_REQUIRED WORK:_ Put the lines below, from the line holding "Target: porch ceiling" through the line holding "x=183, y=181", inclusive, into a two-column CSV with the headers text and answer. Give one row per item: its wording in text and its response in answer, each in one quoted field with line breaks turned into spaces.

_ITEMS:_
----------------------------------------

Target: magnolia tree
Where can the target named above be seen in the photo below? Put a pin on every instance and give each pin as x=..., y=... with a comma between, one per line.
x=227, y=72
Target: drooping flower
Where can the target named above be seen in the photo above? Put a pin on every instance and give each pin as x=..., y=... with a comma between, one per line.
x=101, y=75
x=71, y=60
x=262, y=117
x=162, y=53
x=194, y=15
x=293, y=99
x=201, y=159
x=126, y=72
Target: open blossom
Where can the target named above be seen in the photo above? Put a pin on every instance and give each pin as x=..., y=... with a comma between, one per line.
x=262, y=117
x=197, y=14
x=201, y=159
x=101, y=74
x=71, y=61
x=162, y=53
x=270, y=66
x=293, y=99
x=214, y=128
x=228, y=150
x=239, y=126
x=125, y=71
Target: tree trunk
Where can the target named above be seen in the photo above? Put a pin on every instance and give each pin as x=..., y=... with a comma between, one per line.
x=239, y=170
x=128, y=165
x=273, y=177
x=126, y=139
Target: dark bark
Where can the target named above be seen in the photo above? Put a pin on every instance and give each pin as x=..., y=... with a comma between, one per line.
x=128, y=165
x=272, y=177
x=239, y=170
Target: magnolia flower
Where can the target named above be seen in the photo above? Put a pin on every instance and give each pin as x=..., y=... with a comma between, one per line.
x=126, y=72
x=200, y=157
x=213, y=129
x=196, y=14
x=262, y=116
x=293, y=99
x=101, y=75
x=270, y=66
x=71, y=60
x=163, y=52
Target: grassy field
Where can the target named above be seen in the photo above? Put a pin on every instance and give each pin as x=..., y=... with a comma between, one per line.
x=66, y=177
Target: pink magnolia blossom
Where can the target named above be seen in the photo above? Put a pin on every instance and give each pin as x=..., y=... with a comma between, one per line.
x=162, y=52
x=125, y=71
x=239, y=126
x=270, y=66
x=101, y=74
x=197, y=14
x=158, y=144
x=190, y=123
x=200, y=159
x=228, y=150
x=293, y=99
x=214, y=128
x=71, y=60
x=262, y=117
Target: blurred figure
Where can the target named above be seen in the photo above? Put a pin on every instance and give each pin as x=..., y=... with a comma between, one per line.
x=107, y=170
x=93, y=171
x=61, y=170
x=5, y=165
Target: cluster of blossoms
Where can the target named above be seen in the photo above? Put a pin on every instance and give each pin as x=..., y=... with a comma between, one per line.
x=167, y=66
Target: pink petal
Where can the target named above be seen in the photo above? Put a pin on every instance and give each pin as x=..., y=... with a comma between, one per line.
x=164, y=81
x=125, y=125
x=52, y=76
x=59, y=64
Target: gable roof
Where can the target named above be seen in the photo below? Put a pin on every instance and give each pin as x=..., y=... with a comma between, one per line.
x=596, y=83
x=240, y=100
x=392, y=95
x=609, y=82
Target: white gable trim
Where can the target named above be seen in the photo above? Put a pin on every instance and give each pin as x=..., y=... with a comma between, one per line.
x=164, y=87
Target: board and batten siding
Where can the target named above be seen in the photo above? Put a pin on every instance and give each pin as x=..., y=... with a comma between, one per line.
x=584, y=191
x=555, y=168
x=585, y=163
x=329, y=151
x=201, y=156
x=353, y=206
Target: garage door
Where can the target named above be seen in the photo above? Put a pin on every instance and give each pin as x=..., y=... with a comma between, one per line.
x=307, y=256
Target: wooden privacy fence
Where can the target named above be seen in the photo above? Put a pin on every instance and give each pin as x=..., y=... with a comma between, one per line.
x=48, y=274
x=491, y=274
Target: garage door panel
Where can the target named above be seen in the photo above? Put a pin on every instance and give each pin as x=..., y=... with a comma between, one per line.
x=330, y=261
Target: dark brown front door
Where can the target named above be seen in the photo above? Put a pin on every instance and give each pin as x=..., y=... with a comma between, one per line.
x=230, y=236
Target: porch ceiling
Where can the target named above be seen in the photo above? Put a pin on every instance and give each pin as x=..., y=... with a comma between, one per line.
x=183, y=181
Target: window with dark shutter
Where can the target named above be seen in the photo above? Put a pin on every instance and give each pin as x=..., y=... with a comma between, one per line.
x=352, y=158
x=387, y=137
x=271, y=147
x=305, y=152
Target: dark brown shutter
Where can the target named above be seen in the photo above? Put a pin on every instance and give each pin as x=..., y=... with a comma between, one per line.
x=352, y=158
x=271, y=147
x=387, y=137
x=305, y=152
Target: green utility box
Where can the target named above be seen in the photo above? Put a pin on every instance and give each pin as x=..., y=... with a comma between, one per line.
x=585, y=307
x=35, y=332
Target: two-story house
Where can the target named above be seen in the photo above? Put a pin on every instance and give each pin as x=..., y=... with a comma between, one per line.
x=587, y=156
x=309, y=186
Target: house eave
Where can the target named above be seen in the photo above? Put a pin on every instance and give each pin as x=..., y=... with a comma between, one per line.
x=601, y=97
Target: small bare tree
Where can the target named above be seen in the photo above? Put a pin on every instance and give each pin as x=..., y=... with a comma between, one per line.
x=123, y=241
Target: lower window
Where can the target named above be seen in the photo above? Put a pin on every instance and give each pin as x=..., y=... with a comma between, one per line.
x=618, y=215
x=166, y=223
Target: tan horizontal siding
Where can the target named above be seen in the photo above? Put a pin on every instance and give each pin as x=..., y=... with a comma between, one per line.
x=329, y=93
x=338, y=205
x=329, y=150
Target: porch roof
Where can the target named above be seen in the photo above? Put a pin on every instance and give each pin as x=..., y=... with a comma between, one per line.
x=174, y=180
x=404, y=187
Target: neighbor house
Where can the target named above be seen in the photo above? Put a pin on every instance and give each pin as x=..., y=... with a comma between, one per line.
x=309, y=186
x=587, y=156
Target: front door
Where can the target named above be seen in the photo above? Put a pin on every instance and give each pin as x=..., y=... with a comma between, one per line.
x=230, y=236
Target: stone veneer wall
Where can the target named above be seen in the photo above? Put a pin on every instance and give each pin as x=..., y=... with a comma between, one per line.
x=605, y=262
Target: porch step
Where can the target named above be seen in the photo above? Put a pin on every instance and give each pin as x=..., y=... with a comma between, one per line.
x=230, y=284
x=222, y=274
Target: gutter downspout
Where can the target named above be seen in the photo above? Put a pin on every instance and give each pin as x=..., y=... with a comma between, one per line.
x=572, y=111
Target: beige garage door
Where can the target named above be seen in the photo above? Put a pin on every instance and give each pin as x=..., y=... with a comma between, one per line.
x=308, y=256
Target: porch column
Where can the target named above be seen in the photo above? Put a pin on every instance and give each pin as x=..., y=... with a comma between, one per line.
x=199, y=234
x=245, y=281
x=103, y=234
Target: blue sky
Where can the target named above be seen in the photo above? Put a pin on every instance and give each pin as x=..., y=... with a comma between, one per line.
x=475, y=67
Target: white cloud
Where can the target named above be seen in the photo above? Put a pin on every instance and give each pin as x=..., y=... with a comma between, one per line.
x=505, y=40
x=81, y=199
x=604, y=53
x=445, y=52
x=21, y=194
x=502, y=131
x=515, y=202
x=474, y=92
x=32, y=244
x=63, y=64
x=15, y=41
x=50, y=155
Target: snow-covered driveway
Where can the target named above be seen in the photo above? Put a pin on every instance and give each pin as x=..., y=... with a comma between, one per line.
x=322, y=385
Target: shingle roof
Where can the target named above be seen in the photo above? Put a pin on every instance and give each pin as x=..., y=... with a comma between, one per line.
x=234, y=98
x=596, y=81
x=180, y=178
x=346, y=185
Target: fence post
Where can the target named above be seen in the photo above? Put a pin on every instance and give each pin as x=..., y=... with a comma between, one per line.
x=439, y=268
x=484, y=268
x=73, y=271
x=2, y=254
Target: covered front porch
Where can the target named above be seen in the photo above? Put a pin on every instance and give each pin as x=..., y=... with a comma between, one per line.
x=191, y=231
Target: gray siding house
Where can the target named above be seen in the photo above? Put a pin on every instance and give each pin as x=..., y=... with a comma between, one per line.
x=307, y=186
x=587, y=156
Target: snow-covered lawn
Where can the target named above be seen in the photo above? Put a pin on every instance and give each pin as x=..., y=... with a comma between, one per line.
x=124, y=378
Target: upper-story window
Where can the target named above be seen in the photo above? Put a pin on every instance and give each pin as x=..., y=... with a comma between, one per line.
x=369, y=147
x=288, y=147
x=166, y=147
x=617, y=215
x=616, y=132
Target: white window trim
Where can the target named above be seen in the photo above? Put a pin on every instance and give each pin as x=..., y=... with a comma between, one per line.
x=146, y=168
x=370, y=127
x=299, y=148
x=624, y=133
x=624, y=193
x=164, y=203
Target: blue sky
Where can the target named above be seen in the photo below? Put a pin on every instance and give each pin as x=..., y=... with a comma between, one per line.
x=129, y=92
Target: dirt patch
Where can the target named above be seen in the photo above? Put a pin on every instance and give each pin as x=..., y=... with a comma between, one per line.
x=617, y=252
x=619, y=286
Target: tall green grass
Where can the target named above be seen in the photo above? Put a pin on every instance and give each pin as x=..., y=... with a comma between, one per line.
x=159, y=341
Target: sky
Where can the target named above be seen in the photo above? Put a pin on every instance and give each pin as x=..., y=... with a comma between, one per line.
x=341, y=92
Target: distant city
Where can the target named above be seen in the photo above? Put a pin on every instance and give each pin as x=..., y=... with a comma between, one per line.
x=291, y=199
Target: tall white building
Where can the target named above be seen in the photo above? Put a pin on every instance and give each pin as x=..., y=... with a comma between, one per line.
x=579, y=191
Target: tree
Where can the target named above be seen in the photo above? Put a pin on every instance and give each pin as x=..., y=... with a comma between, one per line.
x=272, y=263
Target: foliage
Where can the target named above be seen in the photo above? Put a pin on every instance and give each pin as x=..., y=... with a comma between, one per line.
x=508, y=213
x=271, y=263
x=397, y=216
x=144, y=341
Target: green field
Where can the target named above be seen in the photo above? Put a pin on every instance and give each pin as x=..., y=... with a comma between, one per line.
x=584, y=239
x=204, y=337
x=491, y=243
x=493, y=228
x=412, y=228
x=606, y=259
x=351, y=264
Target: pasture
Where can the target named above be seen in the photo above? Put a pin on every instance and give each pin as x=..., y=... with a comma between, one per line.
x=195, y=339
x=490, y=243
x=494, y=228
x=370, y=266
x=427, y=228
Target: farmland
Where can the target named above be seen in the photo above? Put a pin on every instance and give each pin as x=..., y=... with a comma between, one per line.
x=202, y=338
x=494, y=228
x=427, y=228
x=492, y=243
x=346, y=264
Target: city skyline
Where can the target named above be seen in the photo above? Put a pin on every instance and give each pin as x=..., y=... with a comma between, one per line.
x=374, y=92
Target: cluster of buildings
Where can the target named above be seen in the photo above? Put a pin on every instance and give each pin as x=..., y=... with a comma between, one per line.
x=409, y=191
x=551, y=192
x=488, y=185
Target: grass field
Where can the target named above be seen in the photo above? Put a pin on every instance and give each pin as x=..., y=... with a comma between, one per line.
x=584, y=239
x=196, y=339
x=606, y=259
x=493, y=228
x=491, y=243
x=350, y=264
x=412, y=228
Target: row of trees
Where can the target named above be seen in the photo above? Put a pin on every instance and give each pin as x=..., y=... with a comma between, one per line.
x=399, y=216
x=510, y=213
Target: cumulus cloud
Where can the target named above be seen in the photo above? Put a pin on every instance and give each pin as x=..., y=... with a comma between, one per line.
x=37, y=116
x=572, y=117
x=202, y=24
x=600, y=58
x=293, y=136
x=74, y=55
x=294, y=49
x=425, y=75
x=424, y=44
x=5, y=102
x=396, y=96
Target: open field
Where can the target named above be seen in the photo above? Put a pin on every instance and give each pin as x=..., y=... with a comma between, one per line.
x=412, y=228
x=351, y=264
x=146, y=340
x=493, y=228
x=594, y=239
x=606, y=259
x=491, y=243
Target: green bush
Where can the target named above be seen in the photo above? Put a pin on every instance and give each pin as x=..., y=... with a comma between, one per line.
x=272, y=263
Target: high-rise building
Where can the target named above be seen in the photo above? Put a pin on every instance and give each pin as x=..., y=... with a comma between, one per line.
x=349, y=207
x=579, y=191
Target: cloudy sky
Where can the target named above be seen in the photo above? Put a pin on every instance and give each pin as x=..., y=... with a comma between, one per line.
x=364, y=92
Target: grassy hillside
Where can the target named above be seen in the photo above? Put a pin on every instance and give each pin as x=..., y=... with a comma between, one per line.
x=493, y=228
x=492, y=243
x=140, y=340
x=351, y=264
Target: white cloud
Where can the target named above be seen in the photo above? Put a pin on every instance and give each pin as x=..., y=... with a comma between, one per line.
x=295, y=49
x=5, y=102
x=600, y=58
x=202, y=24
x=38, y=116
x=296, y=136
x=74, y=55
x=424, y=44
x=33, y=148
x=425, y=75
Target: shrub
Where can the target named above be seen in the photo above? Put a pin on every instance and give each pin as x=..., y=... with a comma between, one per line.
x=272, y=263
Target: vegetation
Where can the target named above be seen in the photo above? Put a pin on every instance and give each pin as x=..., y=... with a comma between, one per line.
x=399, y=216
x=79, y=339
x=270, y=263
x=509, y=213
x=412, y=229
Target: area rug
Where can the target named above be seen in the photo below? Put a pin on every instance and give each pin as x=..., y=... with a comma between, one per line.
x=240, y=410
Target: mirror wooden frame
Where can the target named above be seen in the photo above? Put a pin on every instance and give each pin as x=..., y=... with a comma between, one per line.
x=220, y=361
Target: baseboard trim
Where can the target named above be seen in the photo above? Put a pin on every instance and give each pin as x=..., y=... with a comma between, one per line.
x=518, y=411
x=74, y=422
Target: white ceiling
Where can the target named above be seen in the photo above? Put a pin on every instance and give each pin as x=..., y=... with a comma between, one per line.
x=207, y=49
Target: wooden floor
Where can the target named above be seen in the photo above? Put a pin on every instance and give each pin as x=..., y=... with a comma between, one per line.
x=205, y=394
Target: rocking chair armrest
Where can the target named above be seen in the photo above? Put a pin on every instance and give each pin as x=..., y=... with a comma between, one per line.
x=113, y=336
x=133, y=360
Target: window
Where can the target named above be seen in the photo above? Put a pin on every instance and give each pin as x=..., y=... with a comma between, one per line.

----------------------------------------

_TASK RESPONSE:_
text,answer
"Target: porch ceiling Where can the target named above be seen in the photo above? Put a pin on every instance and give each pin as x=..., y=... with a comma between, one per line.","x=183, y=181"